### SOURCE PASSAGE

Note that we are not at all restricted to comparing PC1 and PC2. We can look at any of the 11 PCs that we want. Below compares PC1 with PC3.
par(mar = c(5, 5, 1, 1));
plot(x = pca_dat$x[,1], y = pca_dat$x[,3], asp = 1, cex.lab = 1.25,
cex.axis = 1.25, xlab = "PC1", ylab = "PC3");
Note that the points are in the same locations on the x-axis (PC1) as before, but not the y-axis (now PC3). We have just rotated 90 degrees in our 11-dimensional space and are therefore looking at our cloud of data from a different angle.
Recall that we had two groups in these data; two species of the genus Heterandrium. Now that we have plotted the position of all wasp measurements, we can also fill in the PCA with colours representing each species. This allows us to visualise how individuals in different groups are separated in our data.

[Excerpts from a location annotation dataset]
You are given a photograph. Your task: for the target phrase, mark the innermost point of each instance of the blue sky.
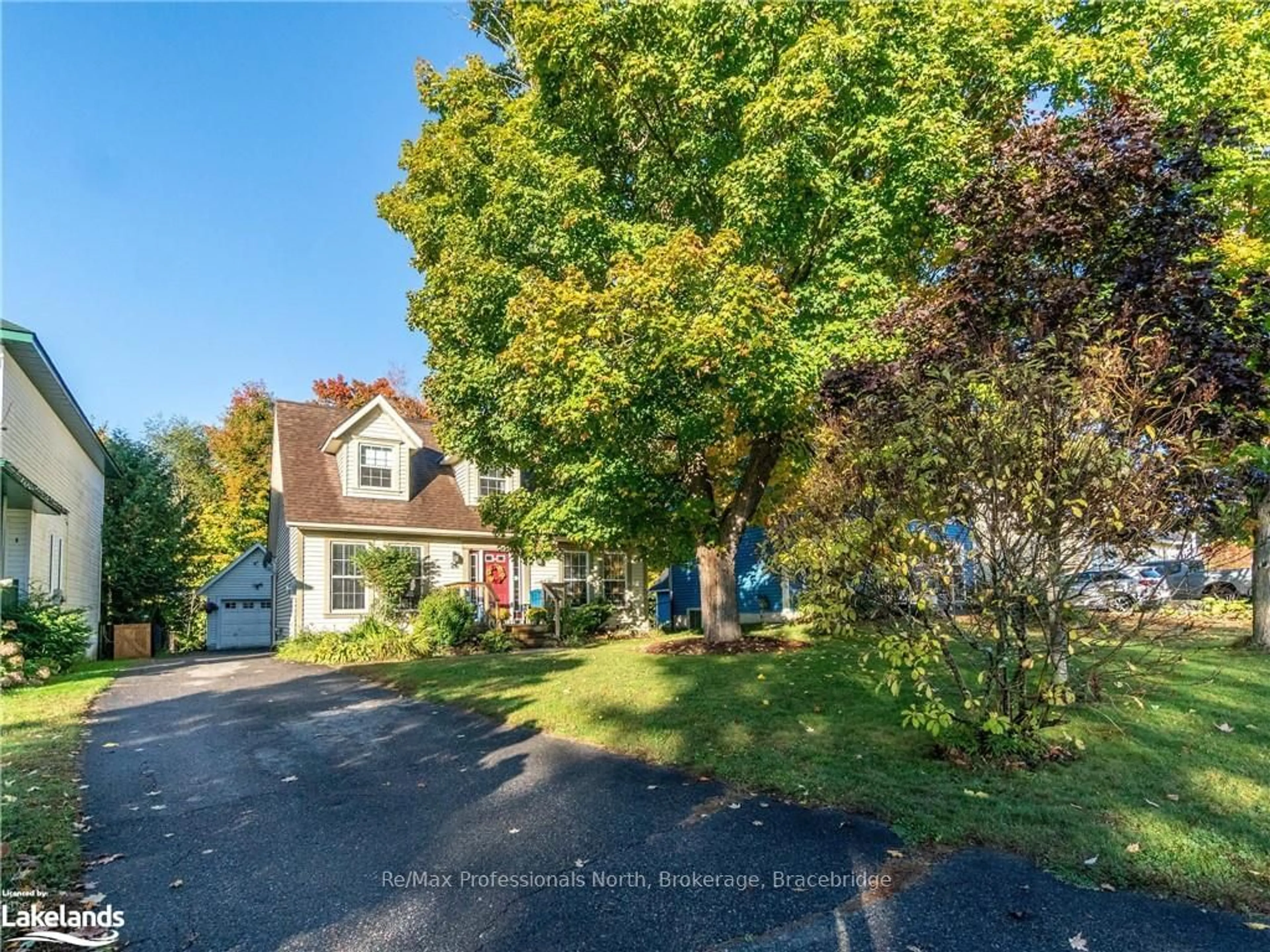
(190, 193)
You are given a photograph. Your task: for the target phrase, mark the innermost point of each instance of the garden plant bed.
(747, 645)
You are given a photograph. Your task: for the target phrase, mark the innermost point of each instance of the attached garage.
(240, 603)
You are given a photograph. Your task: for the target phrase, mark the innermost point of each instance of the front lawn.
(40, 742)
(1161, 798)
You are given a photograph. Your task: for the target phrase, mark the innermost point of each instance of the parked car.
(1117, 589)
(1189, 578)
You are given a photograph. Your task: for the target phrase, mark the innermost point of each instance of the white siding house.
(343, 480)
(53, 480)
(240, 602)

### REQUESTS
A. Retype the part of the PCA passage between "Note that we" and "a different angle.", inclusive.
B. Answer each question using the PCA passage:
(i) How many PCs are available to look at?
(ii) Which PC is plotted against PC1 on the y-axis in the code?
(iii) What genus do the two species in the data belong to?
C. Summarize the PCA passage in two sentences.

### PROBLEM SOLUTIONS
A.
Note that we are not at all restricted to comparing PC1 and PC2. We can look at any of the 11 PCs that we want. Below compares PC1 with PC3.
par(mar = c(5, 5, 1, 1));
plot(x = pca_dat$x[,1], y = pca_dat$x[,3], asp = 1, cex.lab = 1.25,
cex.axis = 1.25, xlab = "PC1", ylab = "PC3");
Note that the points are in the same locations on the x-axis (PC1) as before, but not the y-axis (now PC3). We have just rotated 90 degrees in our 11-dimensional space and are therefore looking at our cloud of data from a different angle.

B.
(i) 11
(ii) PC3
(iii) Heterandrium

C. Any of the 11 PCs can be compared, and plotting PC1 against PC3 keeps the points in the same x-axis positions but shows the data cloud from a different angle, as if rotated 90 degrees. Because the data contain two species of the genus Heterandrium, the PCA can be colored by species to visualize how individuals in different groups are separated.